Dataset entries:

....................

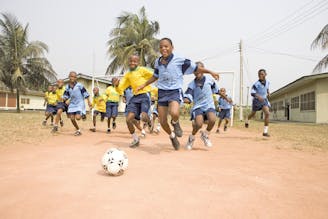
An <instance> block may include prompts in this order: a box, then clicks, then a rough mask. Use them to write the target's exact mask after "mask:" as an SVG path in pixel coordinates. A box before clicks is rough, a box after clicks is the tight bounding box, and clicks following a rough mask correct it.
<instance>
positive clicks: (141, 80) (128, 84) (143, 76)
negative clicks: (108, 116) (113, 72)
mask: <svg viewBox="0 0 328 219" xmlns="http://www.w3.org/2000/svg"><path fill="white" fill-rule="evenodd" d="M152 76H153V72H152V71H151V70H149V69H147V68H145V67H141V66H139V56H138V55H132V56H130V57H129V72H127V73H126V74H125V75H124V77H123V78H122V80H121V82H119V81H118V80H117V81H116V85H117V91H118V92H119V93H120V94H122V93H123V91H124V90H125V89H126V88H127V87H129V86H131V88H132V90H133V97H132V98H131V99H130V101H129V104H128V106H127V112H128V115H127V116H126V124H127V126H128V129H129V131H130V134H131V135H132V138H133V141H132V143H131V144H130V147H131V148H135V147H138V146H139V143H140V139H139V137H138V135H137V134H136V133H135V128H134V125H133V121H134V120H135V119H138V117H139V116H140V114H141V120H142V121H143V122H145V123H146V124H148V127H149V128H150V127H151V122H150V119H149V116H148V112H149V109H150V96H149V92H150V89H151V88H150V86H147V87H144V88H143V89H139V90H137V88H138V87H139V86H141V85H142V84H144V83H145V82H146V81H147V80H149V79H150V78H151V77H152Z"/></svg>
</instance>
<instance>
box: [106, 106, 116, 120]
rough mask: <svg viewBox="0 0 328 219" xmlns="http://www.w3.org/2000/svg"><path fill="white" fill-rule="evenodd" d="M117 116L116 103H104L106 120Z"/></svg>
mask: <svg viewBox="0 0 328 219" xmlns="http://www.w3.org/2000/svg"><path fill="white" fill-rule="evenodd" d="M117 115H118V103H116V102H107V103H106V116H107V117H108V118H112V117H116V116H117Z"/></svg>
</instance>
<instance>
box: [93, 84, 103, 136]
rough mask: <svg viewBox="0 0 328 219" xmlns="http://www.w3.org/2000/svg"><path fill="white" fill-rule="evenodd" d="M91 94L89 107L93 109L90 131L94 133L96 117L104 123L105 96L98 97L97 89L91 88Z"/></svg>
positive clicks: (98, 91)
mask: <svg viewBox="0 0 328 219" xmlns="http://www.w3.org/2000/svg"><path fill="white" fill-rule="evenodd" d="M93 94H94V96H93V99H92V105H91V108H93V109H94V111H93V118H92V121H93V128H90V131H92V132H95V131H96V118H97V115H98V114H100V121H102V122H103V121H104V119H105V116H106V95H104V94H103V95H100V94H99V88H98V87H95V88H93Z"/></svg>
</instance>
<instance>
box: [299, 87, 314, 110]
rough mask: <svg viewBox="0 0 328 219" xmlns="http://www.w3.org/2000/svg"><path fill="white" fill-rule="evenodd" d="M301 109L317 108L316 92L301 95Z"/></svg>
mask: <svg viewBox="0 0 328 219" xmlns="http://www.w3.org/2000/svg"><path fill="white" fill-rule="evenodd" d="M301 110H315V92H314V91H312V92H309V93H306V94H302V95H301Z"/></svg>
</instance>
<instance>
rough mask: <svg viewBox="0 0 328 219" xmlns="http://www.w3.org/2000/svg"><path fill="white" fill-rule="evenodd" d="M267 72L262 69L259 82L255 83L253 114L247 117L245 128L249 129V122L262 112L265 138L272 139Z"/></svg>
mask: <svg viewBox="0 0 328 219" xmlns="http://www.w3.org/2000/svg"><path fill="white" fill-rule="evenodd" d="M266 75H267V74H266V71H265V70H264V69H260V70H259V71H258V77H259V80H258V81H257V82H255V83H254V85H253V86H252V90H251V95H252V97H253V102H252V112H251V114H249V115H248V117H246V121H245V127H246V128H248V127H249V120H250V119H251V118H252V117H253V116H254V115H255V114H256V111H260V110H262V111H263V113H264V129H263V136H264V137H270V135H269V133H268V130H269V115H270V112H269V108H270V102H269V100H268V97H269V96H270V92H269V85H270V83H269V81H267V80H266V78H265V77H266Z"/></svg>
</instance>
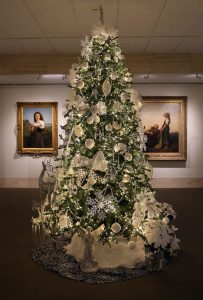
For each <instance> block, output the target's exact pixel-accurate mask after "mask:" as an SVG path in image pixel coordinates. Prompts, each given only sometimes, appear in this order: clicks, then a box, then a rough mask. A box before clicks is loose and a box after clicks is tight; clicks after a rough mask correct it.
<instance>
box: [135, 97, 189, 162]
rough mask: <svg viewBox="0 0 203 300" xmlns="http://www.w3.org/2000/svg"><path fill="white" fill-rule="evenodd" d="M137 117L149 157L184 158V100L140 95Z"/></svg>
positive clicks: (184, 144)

....................

● **ACTION ITEM**
Show every line from the entries above in which the word "block" appears.

● **ANSWER TO THE EXERCISE**
An <instance> block may include prompts in this order: a box, then clicks, then a rough mask. Use them to write the target's exact mask after "mask:" as an SVG path in pixel coordinates. A box before clicks is rough, a box after clicks is the tight bounding box, and clicks following a rough mask correct it.
For each <instance> block, output the target's exact pixel-accurate mask after "mask:" as an SVG path in image pixel coordinates. Prompts, each given only sometimes, appear in this order: clicks, then a box, then a rough mask. A box before clicks is loose and a box after clicks is tight; clicks after a rough mask correct it.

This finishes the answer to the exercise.